Document:
▬▬▬

August 24, 2014

The MRAP experience still shows how military requirements need to hew to the state of the art in attainable technologies.

 

Early this month, the US Army’s Research, Development and Engineering Command held a conference at the Aberdeen Proving Grounds in Maryland to discuss ways to reduce the weight of armored vehicles by 40 percent, but without reducing protection. The story is worth reading, as it highlights the Army's angst, dating to at least 1999, of missing the next fight that the Navy and the  Air Force may charge into. The trouble, of course, is that heavy armor takes too long to deploy, and dispatching paratroopers without backup has historically induced disasters. So, Colonel Chris Cross, director of the science & technology division at the Army’s Capabilities Integration Center, commented for the press release that he’s working on this project because
 
     I don't want my son commanding an inadequate force when we put him in the fight in 15 or 20 years. We take it personally when preparing the Army for the future. That means investing now in the capabilities we need so that in 2040, soldiers have the agility, the capability and the assets they need to be successful when the nation calls.

▬▬▬

Extracted information:

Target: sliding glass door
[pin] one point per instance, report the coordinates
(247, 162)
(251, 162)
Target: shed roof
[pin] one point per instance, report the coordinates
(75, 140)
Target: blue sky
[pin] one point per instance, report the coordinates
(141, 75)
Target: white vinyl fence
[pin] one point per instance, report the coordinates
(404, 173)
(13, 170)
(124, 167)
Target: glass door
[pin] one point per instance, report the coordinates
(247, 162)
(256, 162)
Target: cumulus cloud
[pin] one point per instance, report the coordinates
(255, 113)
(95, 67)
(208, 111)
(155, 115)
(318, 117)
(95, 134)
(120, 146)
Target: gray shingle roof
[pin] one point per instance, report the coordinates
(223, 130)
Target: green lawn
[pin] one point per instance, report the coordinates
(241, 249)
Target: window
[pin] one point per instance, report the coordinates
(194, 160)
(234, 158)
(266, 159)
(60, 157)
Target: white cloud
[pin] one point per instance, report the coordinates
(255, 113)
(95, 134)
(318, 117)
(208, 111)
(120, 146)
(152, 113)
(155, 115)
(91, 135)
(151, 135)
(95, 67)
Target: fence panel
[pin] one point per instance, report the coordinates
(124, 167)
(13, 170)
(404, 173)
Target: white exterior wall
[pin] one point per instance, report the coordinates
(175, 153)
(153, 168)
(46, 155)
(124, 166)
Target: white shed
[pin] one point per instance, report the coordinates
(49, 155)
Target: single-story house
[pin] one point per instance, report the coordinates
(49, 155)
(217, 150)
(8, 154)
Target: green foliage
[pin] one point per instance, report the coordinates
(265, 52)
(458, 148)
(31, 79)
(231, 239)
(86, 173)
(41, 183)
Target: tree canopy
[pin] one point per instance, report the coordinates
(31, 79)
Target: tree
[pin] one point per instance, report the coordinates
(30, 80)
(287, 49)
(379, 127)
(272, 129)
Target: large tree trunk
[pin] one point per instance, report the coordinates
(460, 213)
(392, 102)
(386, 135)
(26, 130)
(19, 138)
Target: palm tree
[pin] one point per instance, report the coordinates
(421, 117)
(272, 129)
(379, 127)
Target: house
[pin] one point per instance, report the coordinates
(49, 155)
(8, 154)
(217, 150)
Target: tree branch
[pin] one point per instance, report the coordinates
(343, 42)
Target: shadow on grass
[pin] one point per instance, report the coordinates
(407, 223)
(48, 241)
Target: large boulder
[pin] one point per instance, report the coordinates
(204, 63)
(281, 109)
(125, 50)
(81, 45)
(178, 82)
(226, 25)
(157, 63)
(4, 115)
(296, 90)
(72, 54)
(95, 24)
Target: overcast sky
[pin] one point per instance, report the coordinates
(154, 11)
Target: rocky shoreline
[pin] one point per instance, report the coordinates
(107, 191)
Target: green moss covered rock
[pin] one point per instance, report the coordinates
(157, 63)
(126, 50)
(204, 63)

▬▬▬

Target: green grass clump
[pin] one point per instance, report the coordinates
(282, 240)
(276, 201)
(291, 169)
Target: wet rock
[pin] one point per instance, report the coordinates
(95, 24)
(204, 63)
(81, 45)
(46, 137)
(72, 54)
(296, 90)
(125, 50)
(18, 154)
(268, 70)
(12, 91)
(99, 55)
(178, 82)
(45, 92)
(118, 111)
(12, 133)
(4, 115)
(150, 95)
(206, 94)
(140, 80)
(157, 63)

▬▬▬

Jobs:
• A. In the armored vehicle post, by what percentage did the conference at the Aberdeen Proving Grounds seek to reduce the weight of armored vehicles?
• B. According to the armored vehicle post, what does Colonel Chris Cross say soldiers should have in 2040? List each one.
• C. Reproduce the part of the armored vehicle post starting with "I don't want" and going on through "the nation calls.".
Answer from the text alone, not from the records.

Answers to the problems:
• A. By 40 percent, without reducing protection.

• B.
- Agility
- Capability
- Assets

• C.
I don't want my son commanding an inadequate force when we put him in the fight in 15 or 20 years. We take it personally when preparing the Army for the future. That means investing now in the capabilities we need so that in 2040, soldiers have the agility, the capability and the assets they need to be successful when the nation calls.